Namens de Staatssecretaris is de bestreden beslissing als volgt toegelicht. Klager is sinds 1996 frequent in aanraking gekomen met justitie, waarbij de ernst van het delict telkens toenam. Vanaf 2003 is klager veelvuldig en regelmatig gedetineerd
geweest. Uit onderzoek van de reclassering blijkt dat klager problemen heeft met impulscontrole/verlies van zelfbeheersing. Uit het Risc-onderzoek blijkt dat het recidiverisico hoog is. Er is sprake van weigering van een behandeling bij De Waag en niet
terugkeren van weekendverlof. Risico op letselschade bij willekeurige personen is aanwezig. Een behandeling gericht op controle zelfbeheersing, impulsen, agressie en emoties is noodzakelijk.

Op klagers verlofaanvraag zijn de volgende adviezen uitgebracht.
De directeur van de penitentiaire inrichtingen (p.i.) Lelystad heeft aangegeven dat het risico van maatschappelijke onrust en confrontatie met slachtoffers en/of andere betrokkenen laag is. Klager gedrag in de p.i. is positief. Hij werkt hard aan zijn
houding en gedrag om herhaling te voorkomen, heeft de leefstijltraining met goed gevolg afgerond en doet mee aan ‘vrij en verantwoord ouderschap’. Zijn thuissituatie is goed en hij wil zijn verlof gebruiken om zijn zieke moeder bij te staan. Het
verlofadres is niet in de buurt van het delict. De directeur heeft derhalve positief geadviseerd ten aanzien van de verlofaanvraag.

▶ [Aangeleverd materiaal]:
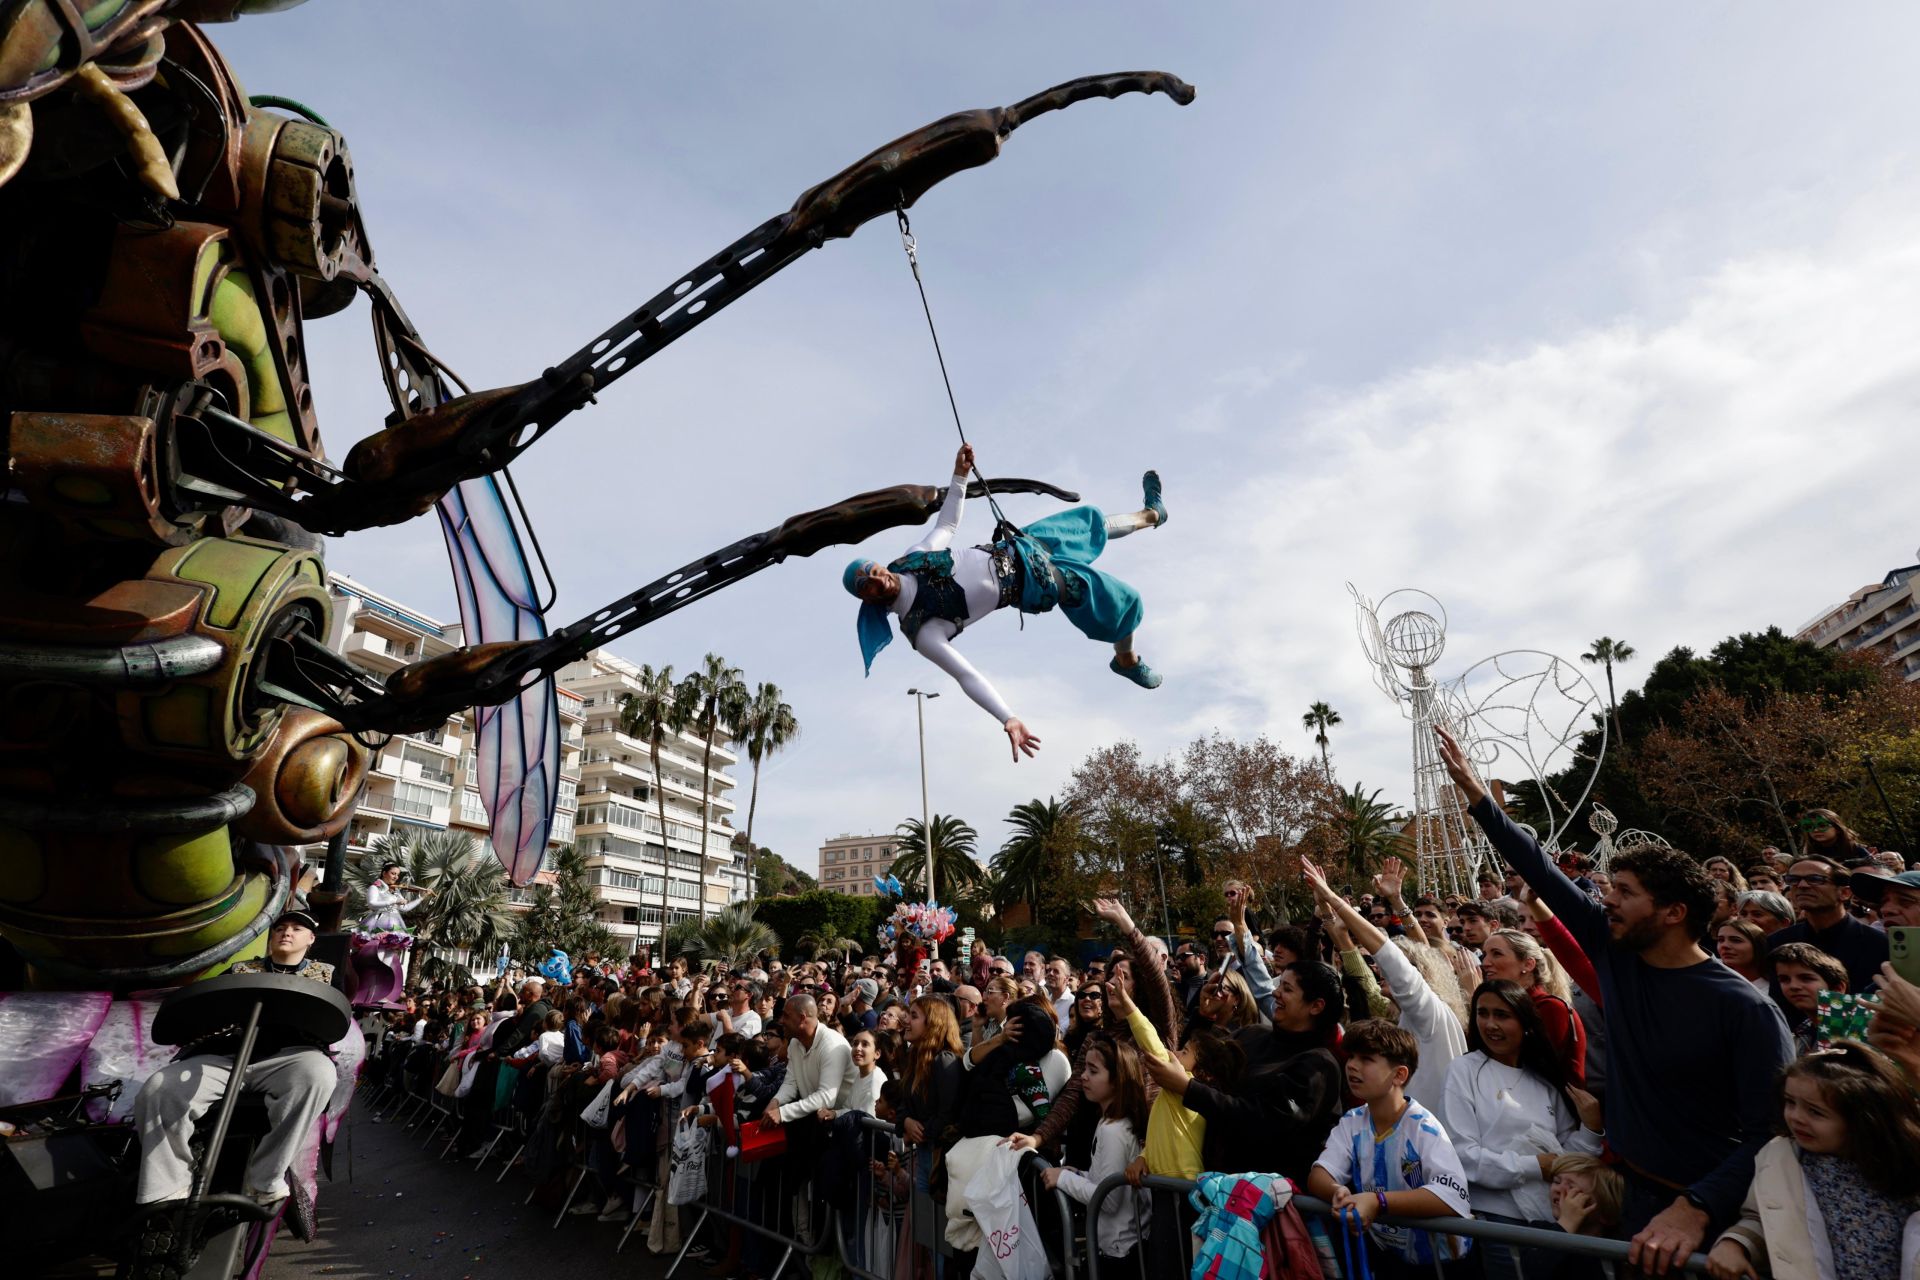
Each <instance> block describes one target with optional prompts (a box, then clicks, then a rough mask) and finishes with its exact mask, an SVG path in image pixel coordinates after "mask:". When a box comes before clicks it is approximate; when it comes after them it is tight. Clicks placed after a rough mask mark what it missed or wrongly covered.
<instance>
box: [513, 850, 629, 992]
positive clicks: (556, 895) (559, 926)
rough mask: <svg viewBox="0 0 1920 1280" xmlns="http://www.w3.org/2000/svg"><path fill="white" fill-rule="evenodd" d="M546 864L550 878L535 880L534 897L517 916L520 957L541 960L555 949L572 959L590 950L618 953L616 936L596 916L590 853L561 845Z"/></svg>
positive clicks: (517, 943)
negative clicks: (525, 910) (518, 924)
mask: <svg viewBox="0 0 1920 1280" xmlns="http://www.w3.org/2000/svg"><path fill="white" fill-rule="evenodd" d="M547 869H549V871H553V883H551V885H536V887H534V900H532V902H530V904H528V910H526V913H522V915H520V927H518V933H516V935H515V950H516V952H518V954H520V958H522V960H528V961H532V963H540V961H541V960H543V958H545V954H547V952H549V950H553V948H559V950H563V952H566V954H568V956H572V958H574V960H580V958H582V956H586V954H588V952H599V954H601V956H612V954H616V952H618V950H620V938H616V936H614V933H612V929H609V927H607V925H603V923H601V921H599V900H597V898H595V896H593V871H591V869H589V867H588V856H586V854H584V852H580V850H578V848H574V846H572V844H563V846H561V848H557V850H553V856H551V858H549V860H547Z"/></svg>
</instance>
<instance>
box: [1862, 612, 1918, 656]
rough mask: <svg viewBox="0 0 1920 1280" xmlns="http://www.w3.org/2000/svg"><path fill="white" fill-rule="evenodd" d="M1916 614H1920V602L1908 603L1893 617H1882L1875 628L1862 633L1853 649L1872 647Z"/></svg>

▶ [Wat te doen]:
1. Haal uit de tekst over de verlofaanvraag woord voor woord het stuk dat begint bij "Namens de Staatssecretaris" en doorloopt tot en met "emoties is noodzakelijk.".
2. Schrijf de tekst over de verlofaanvraag verder, aansluitend op de laatste zin.
De records zijn afkomstig uit een andere bron.

▶ [Jouw antwoorden]:
1.
Namens de Staatssecretaris is de bestreden beslissing als volgt toegelicht. Klager is sinds 1996 frequent in aanraking gekomen met justitie, waarbij de ernst van het delict telkens toenam. Vanaf 2003 is klager veelvuldig en regelmatig gedetineerd
geweest. Uit onderzoek van de reclassering blijkt dat klager problemen heeft met impulscontrole/verlies van zelfbeheersing. Uit het Risc-onderzoek blijkt dat het recidiverisico hoog is. Er is sprake van weigering van een behandeling bij De Waag en niet
terugkeren van weekendverlof. Risico op letselschade bij willekeurige personen is aanwezig. Een behandeling gericht op controle zelfbeheersing, impulsen, agressie en emoties is noodzakelijk.

2.
Het Openbaar Ministerie (OM, abusievelijk met gerechtshof aangeduid in het advies vrijheden) heeft negatief geadviseerd ten aanzien van de verlofaanvraag op grond van ongewenste confrontatie met slachtoffers of anderszins betrokkenen en van het gevaar
voor ernstige verstoring van de openbare orde of het plegen van strafbare feiten.
De politie heeft positief geadviseerd ten aanzien van de verlofaanvraag.
De reclassering heeft in een rapportage van 3 oktober 2012 advies uitgebracht ten behoeve van de terechtzitting d.d. 18 oktober 2012.

2. De beoordeling
Klager heeft aangevoerd dat ten aanzien van zijn verlofaanvraag uitgebrachte adviezen niet aan hem zijn verstrekt. Nu deze stukken aan klager in het kader van de beroepsprocedure zijn verstrekt, kan aan dit verweer voorbij worden gegaan.

De beroepscommissie overweegt dat de afwijzing van klagers verlofaanvraag vooral rust op het negatieve advies van het OM. Dit advies is summier en lijkt met name gebaseerd op de inhoud van de reclasseringsrapportage van 3 oktober 2012 dat is
uitgebracht
in verband met de behandeling van klagers strafzaak. Volgens het OM zou er sprake zijn van slachtofferconfrontatie en gevaar voor ernstige verstoring van de openbare orde of het plegen van strafbare feiten. Nu het advies van directeur van de p.i.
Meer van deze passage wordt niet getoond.